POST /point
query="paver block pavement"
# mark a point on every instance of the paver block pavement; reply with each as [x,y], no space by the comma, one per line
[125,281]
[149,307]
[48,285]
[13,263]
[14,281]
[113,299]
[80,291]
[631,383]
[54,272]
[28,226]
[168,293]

******************************

EXERCISE REQUIREMENTS: Convert all of the lines above into a Markdown table with the columns Row and Line. Number each row and omit any blank lines.

SOLUTION FOR THIS EXERCISE:
| Row | Line |
|---|---|
| 1 | POST /point |
| 2 | query="paver block pavement" |
| 3 | # mark a point on every instance of the paver block pavement; reply with each as [x,y], no space by the comma, one per line |
| 4 | [125,281] |
| 5 | [149,307] |
| 6 | [48,285] |
| 7 | [13,263] |
| 8 | [14,281] |
| 9 | [113,299] |
| 10 | [80,291] |
| 11 | [631,383] |
| 12 | [54,272] |
| 13 | [28,226] |
| 14 | [168,293] |